#### Data provided ####

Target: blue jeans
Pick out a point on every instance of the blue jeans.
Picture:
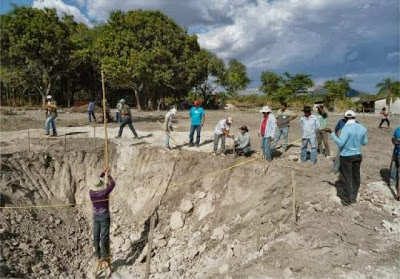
(304, 146)
(279, 132)
(166, 139)
(101, 235)
(266, 148)
(50, 122)
(191, 135)
(216, 141)
(336, 162)
(127, 121)
(91, 114)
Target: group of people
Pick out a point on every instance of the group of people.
(348, 135)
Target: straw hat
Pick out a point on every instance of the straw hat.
(99, 184)
(265, 109)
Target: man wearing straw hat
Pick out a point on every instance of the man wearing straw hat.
(352, 136)
(126, 119)
(309, 128)
(267, 132)
(222, 132)
(168, 127)
(242, 144)
(99, 195)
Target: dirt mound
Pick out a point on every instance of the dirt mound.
(215, 220)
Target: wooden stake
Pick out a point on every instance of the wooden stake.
(105, 120)
(149, 247)
(29, 142)
(94, 135)
(294, 198)
(65, 139)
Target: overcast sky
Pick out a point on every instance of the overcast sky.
(325, 38)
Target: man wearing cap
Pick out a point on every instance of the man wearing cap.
(322, 135)
(168, 126)
(222, 132)
(267, 132)
(352, 136)
(283, 117)
(197, 119)
(126, 119)
(395, 163)
(309, 127)
(51, 115)
(242, 144)
(91, 108)
(99, 195)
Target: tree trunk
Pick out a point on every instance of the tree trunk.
(137, 96)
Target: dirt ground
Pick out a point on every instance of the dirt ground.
(221, 217)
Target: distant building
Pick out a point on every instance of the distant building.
(393, 108)
(375, 105)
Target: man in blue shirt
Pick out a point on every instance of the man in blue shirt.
(198, 117)
(352, 136)
(396, 159)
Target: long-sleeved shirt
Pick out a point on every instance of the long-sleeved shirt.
(243, 140)
(269, 129)
(352, 136)
(323, 119)
(309, 126)
(91, 106)
(100, 198)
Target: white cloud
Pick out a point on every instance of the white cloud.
(326, 38)
(62, 8)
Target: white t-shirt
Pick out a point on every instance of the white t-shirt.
(220, 126)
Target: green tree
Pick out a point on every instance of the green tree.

####

What you should do → Every line should be retyped exactly, with the pictures omitted.

Answer to the exercise →
Target: blue jeans
Pick out a point on every instance of the blue jeans.
Picture:
(304, 146)
(279, 132)
(166, 139)
(101, 235)
(266, 148)
(50, 122)
(191, 135)
(216, 141)
(336, 162)
(127, 121)
(91, 114)
Target: group of people
Pick out a point on every instance of the group of people.
(348, 135)
Target: straw hat
Pick out a point on every instance of the straw hat.
(99, 184)
(265, 109)
Target: man wearing straw hat
Pick out a point on every instance of the man wearing straw hat.
(352, 136)
(126, 119)
(309, 128)
(267, 132)
(222, 132)
(168, 127)
(242, 144)
(99, 195)
Target: dirt mound
Pick out a point on every instance of the dirt mound.
(215, 220)
Target: wooden stake
Pick out a point on every instance of the wooden stake.
(105, 120)
(149, 247)
(29, 142)
(94, 135)
(294, 198)
(65, 139)
Target: overcast sky
Pick out a point on every instance of the overcast sky.
(325, 38)
Target: man wearing cap
Pick out a point on every instance of the man wearing cap.
(322, 135)
(168, 126)
(222, 132)
(267, 132)
(352, 136)
(283, 117)
(197, 119)
(126, 119)
(395, 163)
(309, 127)
(51, 115)
(242, 144)
(91, 108)
(99, 195)
Target: tree trunk
Pick out a point on every instance of the tree trunk.
(137, 96)
Target: dirt ground
Pick out a point on every instance of the dirt ground.
(221, 217)
Target: distant building
Pick out a point on every instance of the distant building.
(393, 108)
(375, 105)
Target: man in blue shirt
Pick out a point on every instance of the man in blue shirt.
(198, 117)
(352, 136)
(396, 159)
Target: long-sleeved shirt
Pick out a point on every instance of the long-sleeved shirt.
(243, 140)
(269, 129)
(352, 136)
(323, 119)
(309, 126)
(91, 106)
(100, 198)
Target: white cloud
Pick out a point on every instance of the white cloud.
(326, 38)
(62, 8)
Target: white t-shirt
Pick out a point on every instance of the white t-shirt.
(220, 126)
Target: green tree
Pick out a point on every instance of the green tree.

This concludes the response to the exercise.